------ Input rows ------
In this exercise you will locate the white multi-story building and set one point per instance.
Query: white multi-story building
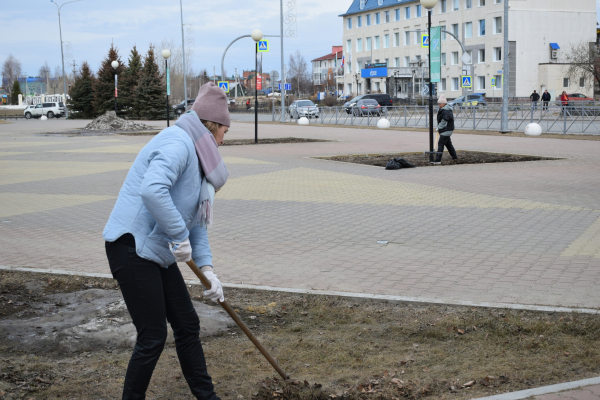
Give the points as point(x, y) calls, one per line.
point(389, 32)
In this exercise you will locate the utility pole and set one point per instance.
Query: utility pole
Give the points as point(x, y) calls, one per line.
point(505, 75)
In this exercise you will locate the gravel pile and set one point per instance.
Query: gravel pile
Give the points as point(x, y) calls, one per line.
point(110, 122)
------
▸ **To do**:
Rename "Query" to "Target" everywhere in the listing, keeping every other part unchanged. Omit the pictures from your answer.

▸ **Result of the exercise**:
In this exercise you will locate the white multi-story building and set one point per instance.
Target: white multi-story building
Give the points as point(x, y) calls, one per line.
point(389, 32)
In this exercise you will locate the utility pole and set one point per instance.
Target: utility pole
Give the points as point(x, y) calls, one per line.
point(505, 75)
In this exercise you will locate the gravel pile and set one point per instance.
Target: gravel pile
Give the points as point(x, y) calls, one per line.
point(110, 122)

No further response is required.